Please reproduce all of the data below word for word, leaving out the pictures.

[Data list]
-- start --
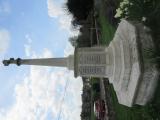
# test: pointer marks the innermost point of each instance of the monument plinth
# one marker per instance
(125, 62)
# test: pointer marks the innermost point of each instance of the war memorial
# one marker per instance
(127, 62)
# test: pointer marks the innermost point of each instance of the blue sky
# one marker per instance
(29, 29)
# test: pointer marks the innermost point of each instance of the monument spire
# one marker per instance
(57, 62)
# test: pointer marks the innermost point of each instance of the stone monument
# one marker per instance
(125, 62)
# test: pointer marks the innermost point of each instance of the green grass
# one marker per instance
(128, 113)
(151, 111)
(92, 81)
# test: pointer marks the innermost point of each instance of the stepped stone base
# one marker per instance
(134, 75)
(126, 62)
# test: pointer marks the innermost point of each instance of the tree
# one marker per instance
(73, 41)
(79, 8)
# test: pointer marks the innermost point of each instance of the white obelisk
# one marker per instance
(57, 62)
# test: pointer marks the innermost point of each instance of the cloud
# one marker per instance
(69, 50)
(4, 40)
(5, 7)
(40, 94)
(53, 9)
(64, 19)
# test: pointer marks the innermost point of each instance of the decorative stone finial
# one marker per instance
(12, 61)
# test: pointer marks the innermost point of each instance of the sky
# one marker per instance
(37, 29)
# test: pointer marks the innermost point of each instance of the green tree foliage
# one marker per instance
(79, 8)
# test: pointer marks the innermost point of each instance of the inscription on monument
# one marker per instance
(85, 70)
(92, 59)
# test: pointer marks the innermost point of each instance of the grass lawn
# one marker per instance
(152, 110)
-- end --
__WRITTEN SOLUTION__:
# test: pointer marks the innermost point of each instance of the monument plinth
# one marker per instance
(125, 62)
# test: pointer marks the innermost point of each instance of the war memorial
# one marker per instance
(127, 62)
# test: pointer marks the innermost point of each instance of the blue sky
# one marker per instance
(29, 29)
# test: pointer marks the innermost point of each instance of the monument spire
# one marker per instance
(57, 62)
# test: pointer marks the innermost point of each instance of the stone monument
# one marker per instance
(125, 62)
# test: pointer marks the innermost point of each instance of the green grass
# one marker per instance
(128, 113)
(151, 111)
(92, 81)
# test: pointer marks the innermost point of each instance of the stepped stone base
# one marker per instance
(134, 75)
(126, 62)
# test: pointer marks the innermost point of each instance of the tree
# one marker per instance
(73, 41)
(79, 8)
# test: pointer marks the innermost point of each instance of the white obelisk
# one marker per instance
(57, 62)
# test: pointer marks the innermost point of each instance of the cloud
# one marker per instance
(69, 50)
(4, 40)
(5, 7)
(40, 94)
(53, 9)
(64, 19)
# test: pointer marks the innermost point of each instance of the decorative stone finial
# one marker per instance
(12, 61)
# test: pointer marks the innermost point of each instance of the sky
# one marker per instance
(37, 29)
# test: pointer marks the innermost point of each instance of the green tree foliage
# one marker per instance
(79, 8)
# test: pointer marks the innermost point of each instance of the inscription on monument
# one marker per instance
(85, 70)
(92, 59)
# test: pointer marks the innermost point of each instance of the grass lawn
# one marker per instance
(152, 110)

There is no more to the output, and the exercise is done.